(Beginning of DATA RECORDS)

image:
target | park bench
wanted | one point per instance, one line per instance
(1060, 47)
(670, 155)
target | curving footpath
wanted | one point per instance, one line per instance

(End of DATA RECORDS)

**GOAL OF THE EXERCISE**
Retype all of the entries. Keep each one exactly as written.

**WORKED SOLUTION**
image:
target | park bench
wanted | one point per instance, one line per instance
(1060, 47)
(670, 155)
target | curving footpath
wanted | one point per instance, one line per instance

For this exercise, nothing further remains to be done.